Work to be completed: Filter the rows below, keeping every line that contains the word "train".

Records from a dataset:

════════════════════

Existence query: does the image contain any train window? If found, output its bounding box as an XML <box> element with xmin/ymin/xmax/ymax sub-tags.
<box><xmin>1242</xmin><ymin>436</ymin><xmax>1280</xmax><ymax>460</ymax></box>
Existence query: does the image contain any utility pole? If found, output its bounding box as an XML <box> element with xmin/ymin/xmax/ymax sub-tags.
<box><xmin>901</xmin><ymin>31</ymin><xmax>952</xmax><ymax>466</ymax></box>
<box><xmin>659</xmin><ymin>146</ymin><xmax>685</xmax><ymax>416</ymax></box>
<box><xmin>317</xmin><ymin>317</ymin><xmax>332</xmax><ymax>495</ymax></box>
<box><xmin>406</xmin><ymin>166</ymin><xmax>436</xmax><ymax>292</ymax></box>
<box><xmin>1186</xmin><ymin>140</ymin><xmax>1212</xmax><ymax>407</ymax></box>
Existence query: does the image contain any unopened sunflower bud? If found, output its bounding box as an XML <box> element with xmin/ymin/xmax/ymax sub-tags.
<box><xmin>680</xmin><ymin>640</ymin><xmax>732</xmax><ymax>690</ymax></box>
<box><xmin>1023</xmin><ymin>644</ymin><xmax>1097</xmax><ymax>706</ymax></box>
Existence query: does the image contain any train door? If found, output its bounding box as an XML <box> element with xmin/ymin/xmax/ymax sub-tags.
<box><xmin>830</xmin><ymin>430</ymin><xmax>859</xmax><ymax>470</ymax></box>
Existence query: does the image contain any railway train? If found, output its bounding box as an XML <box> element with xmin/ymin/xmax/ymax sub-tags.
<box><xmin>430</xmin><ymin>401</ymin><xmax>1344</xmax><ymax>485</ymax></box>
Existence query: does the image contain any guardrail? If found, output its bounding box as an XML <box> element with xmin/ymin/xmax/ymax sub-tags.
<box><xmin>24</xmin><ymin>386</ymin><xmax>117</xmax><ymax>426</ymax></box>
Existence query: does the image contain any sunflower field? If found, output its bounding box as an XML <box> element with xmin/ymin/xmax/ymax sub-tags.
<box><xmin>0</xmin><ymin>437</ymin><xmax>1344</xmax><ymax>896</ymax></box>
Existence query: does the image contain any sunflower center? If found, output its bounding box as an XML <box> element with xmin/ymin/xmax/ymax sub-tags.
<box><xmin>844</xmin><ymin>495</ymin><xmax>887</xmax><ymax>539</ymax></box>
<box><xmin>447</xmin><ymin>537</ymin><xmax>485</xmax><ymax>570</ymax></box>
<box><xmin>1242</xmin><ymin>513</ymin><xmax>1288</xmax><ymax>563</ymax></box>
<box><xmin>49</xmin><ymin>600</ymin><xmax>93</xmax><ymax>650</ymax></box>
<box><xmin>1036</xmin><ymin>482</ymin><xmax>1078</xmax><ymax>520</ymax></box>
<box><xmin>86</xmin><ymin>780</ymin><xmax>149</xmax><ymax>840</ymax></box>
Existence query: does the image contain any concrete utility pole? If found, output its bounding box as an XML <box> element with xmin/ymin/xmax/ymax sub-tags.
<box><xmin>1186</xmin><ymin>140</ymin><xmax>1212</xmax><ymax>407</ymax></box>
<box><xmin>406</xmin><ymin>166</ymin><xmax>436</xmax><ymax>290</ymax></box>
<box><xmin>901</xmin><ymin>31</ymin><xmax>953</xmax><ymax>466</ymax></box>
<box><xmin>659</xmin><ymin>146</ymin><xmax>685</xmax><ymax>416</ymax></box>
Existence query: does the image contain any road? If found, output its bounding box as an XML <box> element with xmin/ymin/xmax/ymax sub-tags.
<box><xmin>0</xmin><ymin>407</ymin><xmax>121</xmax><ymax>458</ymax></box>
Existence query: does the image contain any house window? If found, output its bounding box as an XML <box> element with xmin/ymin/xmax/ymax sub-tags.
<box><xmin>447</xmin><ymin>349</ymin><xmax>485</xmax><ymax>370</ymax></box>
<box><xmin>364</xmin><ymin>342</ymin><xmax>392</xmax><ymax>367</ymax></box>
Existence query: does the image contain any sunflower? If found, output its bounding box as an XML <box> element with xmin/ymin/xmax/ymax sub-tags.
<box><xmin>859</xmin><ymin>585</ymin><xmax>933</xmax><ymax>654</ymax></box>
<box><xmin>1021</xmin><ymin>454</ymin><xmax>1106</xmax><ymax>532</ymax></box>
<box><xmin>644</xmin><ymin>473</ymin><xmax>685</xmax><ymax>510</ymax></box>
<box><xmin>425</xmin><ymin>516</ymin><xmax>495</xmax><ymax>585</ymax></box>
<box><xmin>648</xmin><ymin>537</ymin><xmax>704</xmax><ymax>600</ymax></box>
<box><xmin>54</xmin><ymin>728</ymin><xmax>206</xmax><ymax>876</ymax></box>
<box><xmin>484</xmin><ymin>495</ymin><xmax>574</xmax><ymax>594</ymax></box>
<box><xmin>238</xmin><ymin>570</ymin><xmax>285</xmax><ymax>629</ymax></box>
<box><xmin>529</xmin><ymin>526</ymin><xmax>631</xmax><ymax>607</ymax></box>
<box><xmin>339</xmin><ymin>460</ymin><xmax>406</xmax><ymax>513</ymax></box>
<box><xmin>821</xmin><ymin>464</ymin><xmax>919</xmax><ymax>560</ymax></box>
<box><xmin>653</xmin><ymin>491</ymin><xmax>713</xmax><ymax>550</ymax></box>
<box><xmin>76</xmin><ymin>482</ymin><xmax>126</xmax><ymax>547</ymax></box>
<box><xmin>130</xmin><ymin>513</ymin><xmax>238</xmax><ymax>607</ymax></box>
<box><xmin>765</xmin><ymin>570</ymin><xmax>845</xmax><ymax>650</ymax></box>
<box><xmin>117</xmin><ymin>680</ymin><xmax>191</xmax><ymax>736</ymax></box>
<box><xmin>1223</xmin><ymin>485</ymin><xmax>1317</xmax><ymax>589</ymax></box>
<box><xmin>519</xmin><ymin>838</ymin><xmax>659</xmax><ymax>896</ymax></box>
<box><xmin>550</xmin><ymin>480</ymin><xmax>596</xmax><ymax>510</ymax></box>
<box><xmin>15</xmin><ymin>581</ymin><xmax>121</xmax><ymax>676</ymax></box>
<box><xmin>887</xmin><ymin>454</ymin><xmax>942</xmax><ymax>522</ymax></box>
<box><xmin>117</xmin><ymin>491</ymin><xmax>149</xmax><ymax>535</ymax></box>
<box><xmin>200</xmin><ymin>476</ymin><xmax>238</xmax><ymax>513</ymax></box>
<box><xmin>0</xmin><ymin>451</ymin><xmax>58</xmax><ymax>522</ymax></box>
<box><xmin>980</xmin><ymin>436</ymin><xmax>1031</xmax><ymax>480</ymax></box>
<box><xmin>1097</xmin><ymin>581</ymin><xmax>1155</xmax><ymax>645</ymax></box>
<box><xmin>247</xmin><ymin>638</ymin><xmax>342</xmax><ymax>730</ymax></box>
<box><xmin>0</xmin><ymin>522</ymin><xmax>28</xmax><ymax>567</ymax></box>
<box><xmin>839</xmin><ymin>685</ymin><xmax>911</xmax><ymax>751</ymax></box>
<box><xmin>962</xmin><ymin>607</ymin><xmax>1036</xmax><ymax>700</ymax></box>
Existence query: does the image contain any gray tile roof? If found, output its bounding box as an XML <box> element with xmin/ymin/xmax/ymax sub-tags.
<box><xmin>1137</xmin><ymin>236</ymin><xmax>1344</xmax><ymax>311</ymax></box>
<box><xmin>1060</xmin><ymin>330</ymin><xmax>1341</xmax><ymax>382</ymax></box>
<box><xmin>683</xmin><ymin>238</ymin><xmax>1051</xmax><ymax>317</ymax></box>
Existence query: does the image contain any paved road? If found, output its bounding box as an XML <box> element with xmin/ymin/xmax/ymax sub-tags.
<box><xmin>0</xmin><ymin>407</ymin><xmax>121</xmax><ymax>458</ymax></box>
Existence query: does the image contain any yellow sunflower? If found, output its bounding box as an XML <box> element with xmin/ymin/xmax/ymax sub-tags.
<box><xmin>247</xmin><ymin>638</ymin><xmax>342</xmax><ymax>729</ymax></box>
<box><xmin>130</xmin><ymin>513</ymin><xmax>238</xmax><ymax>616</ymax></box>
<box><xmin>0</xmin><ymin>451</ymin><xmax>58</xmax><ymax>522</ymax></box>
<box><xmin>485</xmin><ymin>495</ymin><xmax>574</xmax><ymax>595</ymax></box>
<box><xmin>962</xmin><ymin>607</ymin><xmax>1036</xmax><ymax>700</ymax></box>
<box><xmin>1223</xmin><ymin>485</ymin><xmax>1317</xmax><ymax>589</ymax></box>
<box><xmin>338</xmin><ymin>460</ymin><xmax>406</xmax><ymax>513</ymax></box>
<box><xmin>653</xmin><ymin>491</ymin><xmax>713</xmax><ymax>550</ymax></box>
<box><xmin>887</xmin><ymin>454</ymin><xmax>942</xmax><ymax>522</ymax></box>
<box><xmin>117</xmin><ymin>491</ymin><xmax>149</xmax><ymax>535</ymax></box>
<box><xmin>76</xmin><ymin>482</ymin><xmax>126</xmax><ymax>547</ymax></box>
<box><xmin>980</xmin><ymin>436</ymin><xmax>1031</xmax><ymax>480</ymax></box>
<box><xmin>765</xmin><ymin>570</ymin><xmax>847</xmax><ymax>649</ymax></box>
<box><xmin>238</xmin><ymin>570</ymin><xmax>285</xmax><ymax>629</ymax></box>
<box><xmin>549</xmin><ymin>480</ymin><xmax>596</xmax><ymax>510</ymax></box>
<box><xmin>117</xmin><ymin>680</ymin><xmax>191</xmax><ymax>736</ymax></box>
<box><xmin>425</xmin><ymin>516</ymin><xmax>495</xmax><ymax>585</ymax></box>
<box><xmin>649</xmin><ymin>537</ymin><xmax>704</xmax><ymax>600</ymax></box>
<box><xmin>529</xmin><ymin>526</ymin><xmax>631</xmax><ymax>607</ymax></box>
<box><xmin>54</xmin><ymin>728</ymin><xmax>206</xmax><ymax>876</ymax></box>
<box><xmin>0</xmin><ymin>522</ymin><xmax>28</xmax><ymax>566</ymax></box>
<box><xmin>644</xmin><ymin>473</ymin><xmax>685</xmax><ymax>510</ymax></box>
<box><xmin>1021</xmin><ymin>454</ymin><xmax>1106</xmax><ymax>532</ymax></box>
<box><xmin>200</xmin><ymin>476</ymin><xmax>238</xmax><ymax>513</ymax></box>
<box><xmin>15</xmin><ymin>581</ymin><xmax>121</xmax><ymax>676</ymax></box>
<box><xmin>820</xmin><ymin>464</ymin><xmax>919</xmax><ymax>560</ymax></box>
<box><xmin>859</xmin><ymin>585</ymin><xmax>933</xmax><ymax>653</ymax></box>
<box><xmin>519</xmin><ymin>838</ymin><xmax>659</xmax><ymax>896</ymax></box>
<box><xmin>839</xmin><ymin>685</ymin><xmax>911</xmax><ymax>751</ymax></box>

════════════════════

Result of this exercise:
Existence query: does the image contain any train window? If found, output its bounding box as an XML <box> element with xmin/ymin/xmax/ymax sub-tags.
Existence query: does the image contain any train door? If found, output its bounding box as an XML <box> element with xmin/ymin/xmax/ymax sub-tags.
Existence query: does the image contain any railway train? If found, output its bounding box as an XML <box> element with xmin/ymin/xmax/ymax sub-tags.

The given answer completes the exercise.